+++ DATA TO PROCESS
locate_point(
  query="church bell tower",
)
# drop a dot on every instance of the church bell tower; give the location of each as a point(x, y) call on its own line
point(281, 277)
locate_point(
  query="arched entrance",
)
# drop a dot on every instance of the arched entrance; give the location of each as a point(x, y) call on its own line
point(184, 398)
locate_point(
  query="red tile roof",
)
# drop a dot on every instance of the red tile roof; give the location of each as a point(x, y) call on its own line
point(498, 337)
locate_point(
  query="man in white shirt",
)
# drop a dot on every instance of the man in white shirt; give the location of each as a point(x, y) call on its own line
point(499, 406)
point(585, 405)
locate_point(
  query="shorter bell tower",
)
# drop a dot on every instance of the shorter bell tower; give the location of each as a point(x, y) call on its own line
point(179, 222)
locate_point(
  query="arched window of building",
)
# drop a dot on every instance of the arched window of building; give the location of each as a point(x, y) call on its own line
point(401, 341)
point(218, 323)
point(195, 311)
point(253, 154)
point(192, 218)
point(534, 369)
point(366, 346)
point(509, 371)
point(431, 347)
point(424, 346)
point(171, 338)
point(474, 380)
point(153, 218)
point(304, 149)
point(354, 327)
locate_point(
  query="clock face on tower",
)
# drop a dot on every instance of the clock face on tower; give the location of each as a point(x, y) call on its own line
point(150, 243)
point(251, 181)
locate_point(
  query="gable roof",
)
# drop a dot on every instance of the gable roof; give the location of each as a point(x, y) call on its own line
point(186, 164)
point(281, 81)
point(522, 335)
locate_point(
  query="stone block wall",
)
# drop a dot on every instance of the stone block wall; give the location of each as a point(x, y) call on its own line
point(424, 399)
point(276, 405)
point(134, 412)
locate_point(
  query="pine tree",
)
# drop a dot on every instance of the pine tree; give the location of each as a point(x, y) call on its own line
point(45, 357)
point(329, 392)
++++++
Shift every point coordinate in the answers up by 126 and write out again all the lines above, requests included, from the first one through the line holding "point(522, 335)", inclusive.

THE COMPLETED TASK:
locate_point(
  query="church bell tower",
)
# drop a dot on every instance of the church bell tower; give the location of each as a point(x, y) call on its own line
point(407, 403)
locate_point(
  query="arched entrance",
)
# drop a dot on every instance of the arched entrance; give the location of each as a point(x, y) call on its own line
point(310, 524)
locate_point(
  query="red tile roof",
)
# drop a dot on every instance of the red tile roof; give the location of each as a point(x, y) call on its own line
point(624, 463)
locate_point(
  query="man in white shirt",
)
# drop a dot on every instance of the man in white shirt; give the location of each as a point(x, y) call on its own line
point(625, 532)
point(711, 531)
locate_point(
  query="shorter bell tower",
)
# drop a dot on every instance of the shorter bell tower; give the location of each as a point(x, y) call on its own line
point(305, 348)
locate_point(
  query="arched window of building",
)
# drop a dot on every instance of the arched window of building; give the location of each as a point(x, y) call on its own line
point(527, 467)
point(344, 449)
point(321, 437)
point(379, 280)
point(318, 344)
point(660, 495)
point(492, 472)
point(635, 497)
point(557, 473)
point(550, 472)
point(297, 464)
point(600, 506)
point(279, 344)
point(430, 275)
point(480, 453)
locate_point(
  query="clock face on tower",
)
# drop a dot on every instance of the clock face on tower; give the location of each as a point(x, y) call on its own line
point(276, 369)
point(377, 307)
locate_point(
  query="gable roof",
)
# drop a dot on every instance of the gable roof; give the location of each as a point(x, y) call on its own line
point(312, 290)
point(407, 207)
point(648, 461)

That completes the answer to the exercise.